▶ **PROVIDED TEXT**
* * * *

What a cutie. I'm new so it's fun getting caught up on Oliver & how fast he has grown. I love the Goldens that sleep on their back. So open & vulnerable and trusting. Thanks for the pictures. IMO you should quit your job to stay home & play with Oliver ?


----------



## Miranda Gallegos (Aug 18, 2019)

Oliver turned 4 months old yesterday and weighs 28 pounds! He completed all of his puppy shots. 







































He is such a good boy. He loves playing with his friends and my brothers that are visiting. He is reliable to be left in the house for a few hours while we run errands. He loves bully sticks. He is my shadow and goes everywhere that I go. The best puppy ever!


----------



## diane0905 (Aug 20, 2010)

They grow up so quickly! 

Sweet photos.


----------



## Brodys Rockies (Jan 8, 2019)

Great pics of Oliver. He's a fine-looking fella. I got a chuckle about him sleeping with you. Brody began sleeping with my wife and I shortly after we brought him home. He's 15 months old now and there is no way he's going to sleep anywhere else but right in the middle of us. LOL. Like Oliver, our Brody is also a wonderful cuddler. Our last Golden wasn't, so we truly enjoy this new experience with Brody. Anyway, great pics and loved each one. Enjoy!


----------



## sophieanne (Feb 4, 2014)

Oliver is incredibly adorable. He has grown so much since the day you introduced us to him at the breeder's home. I can tell he is a very happy member of your family.


----------



## CAROLINA MOM (May 12, 2009)

Enjoy reading your updates about Oliver and seeing pictures of him with his buddies and your family. 

He's growing into a handsome boy.


----------



## Miranda Gallegos (Aug 18, 2019)

Well it’s been a while since I’ve been here to update about Oliver! He is _almost_ 6 months old. If I had to guess he is about 40-50 pounds. He survived his first night home alone without any incident or mischief, not a hair out of place and I was gone at work for 13 hours. He surely is a saint. He and Alice still get along. He’s a little more motivated about my chimkens, not in a bad way, he just herds them back into their coop or pins them so I can catch them to put them back in the coop. All is well so far in that department. He’s a perfect barn dog. He sleeps in bed with me when I’m not working nights at the hospital. One night we fell asleep with him at my feet (perfect foot warmer) and when I woke up he was snuggled in my arms so perfectly. Some recent tricks we have been working on is catching things. Like treats and toys. Here is a preview of that.



__ https://www.facebook.com/635588026/posts/10157228468253027



He rarely has accidents anymore and if he does it’s because we greeted him too hard and he’s just excited. I’m trying to find some better chews for him that last longer. He likes bully slices but those don’t last very long and are expensive. Same for the whimzees. He doesn’t care for the plastic like nylabones. He loves stuffy toys and you can usually find a trail of them along our usual paths around the farm. Almost in a pass the baton fashion. Where he carriers one until he sees the next one and then switches them out. The horses are used to flashy soft toys in their pasture and the random squish of a buried chicken egg in the sand beneath their hooves. Oliver loves his eggs.

* * * *

▶ **ASSIGNED TASK 1**
Answer these about the thread about Oliver:
(a) How much did Oliver weigh when he turned 4 months old?
(b) How old is Brody now?
(c) How many hours was the poster gone at work during Oliver's first night home alone?
▶ **ASSIGNED TASK 2**
Could you write out the part of the thread about Oliver starting at "Great pics of" and ending at "(Feb 4, 2014)"?
▶ **ASSIGNED TASK 3**
Which usernames appear in the post headers of the thread about Oliver? List each one once.

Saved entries
* * * *

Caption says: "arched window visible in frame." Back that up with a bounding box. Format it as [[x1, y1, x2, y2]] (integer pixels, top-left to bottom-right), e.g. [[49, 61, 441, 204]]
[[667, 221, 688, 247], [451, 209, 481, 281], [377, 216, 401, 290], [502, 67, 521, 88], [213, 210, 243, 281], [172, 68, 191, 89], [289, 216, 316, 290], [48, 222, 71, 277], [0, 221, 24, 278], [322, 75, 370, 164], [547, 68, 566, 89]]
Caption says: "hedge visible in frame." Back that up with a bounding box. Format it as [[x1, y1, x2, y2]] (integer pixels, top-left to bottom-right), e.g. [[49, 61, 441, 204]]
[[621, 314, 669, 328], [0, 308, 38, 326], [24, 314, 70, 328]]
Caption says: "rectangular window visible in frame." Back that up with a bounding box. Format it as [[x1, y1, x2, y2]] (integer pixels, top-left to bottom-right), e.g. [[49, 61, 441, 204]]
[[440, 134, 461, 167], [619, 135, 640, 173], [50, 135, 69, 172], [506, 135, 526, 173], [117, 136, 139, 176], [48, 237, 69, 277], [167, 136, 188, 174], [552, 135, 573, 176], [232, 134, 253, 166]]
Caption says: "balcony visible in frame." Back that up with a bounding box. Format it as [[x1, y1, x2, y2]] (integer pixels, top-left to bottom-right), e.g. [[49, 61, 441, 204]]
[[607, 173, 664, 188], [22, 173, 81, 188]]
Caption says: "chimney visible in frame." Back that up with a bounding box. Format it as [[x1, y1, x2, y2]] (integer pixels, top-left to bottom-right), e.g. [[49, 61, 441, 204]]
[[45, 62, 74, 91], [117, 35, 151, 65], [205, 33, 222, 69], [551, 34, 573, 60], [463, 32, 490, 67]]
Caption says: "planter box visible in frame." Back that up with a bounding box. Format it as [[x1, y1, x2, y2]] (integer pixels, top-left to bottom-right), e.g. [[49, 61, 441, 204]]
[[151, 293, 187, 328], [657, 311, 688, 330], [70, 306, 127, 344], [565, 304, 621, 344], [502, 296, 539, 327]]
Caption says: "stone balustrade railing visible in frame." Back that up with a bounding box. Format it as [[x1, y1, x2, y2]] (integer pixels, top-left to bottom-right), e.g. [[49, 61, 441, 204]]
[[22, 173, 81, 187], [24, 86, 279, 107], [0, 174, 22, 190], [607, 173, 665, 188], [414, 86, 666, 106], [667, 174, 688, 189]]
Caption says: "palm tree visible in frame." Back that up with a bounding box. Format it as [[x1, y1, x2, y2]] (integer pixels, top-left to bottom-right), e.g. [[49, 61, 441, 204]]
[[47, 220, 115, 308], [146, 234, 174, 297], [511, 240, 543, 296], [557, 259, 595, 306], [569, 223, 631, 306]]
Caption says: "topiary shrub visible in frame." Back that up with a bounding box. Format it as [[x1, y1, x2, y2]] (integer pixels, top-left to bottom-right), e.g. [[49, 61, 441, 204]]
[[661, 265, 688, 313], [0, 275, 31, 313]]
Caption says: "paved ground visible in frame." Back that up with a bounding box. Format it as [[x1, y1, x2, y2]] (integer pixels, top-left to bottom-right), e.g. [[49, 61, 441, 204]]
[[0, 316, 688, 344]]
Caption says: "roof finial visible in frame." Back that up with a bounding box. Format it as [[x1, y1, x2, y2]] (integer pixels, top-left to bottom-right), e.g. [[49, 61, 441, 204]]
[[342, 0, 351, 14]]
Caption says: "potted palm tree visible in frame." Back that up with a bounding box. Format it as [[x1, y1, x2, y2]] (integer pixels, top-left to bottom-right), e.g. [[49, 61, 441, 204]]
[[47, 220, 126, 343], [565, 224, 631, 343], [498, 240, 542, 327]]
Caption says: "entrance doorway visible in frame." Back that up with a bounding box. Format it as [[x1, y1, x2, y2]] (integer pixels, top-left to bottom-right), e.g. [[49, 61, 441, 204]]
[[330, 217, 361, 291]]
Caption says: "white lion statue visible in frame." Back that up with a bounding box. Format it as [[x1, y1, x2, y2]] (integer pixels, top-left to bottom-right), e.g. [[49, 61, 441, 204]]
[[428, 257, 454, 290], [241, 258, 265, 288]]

* * * *

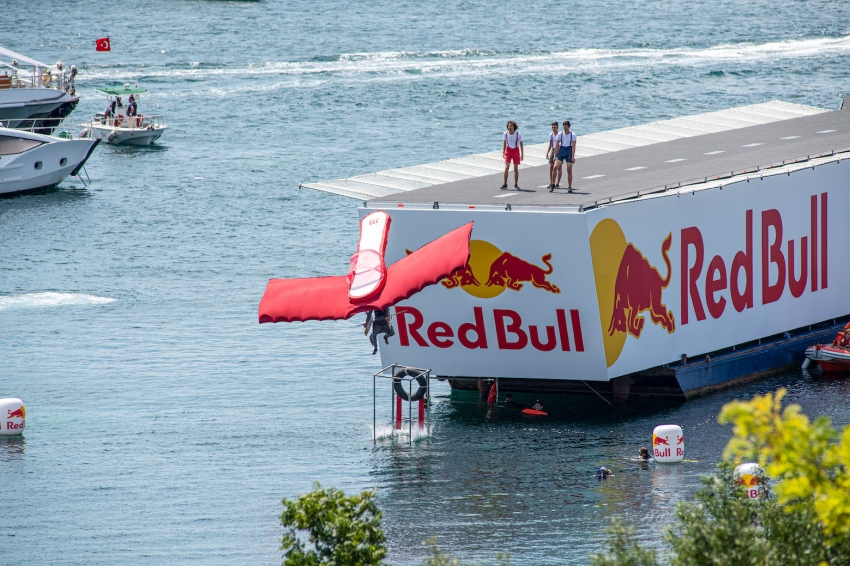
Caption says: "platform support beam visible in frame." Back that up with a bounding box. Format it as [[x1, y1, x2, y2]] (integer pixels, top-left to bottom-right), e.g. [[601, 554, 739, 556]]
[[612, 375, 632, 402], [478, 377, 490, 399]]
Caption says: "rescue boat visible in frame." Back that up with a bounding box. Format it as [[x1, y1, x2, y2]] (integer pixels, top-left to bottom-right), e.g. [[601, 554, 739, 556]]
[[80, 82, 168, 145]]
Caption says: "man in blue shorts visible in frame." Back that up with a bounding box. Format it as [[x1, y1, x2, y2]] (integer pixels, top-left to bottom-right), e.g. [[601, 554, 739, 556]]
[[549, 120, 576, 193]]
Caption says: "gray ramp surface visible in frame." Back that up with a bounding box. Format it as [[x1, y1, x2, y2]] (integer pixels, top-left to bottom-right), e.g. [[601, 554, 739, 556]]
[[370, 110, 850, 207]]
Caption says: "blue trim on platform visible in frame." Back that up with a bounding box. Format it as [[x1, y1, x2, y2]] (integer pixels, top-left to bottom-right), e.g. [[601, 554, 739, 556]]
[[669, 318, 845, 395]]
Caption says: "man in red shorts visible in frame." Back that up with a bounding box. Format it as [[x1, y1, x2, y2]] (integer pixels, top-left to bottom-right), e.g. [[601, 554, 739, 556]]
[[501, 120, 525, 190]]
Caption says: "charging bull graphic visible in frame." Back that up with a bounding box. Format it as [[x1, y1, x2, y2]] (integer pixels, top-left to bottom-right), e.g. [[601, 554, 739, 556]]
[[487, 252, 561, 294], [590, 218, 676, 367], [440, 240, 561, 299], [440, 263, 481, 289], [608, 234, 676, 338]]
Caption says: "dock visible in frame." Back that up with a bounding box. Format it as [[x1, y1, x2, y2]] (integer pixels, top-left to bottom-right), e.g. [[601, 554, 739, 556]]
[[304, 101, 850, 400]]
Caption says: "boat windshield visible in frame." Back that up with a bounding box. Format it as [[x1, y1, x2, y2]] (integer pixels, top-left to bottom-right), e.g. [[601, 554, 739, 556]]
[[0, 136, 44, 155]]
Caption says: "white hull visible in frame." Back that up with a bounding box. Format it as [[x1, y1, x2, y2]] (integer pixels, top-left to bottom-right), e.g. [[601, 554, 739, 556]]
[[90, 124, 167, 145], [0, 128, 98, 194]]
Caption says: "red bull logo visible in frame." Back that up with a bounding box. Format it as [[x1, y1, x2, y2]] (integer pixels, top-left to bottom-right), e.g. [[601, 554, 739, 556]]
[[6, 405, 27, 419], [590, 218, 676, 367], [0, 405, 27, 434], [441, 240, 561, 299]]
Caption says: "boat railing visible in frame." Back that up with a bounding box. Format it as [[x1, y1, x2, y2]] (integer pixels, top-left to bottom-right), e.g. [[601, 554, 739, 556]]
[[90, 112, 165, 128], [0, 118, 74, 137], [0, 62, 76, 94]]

* * * *

▶ **ANSWER AREA 1**
(a) 28 pounds
(b) 15 months
(c) 13 hours

▶ **ANSWER AREA 2**
Great pics of Oliver. He's a fine-looking fella. I got a chuckle about him sleeping with you. Brody began sleeping with my wife and I shortly after we brought him home. He's 15 months old now and there is no way he's going to sleep anywhere else but right in the middle of us. LOL. Like Oliver, our Brody is also a wonderful cuddler. Our last Golden wasn't, so we truly enjoy this new experience with Brody. Anyway, great pics and loved each one. Enjoy!


----------



## sophieanne (Feb 4, 2014)

▶ **ANSWER AREA 3**
Miranda Gallegos
diane0905
Brodys Rockies
sophieanne
CAROLINA MOM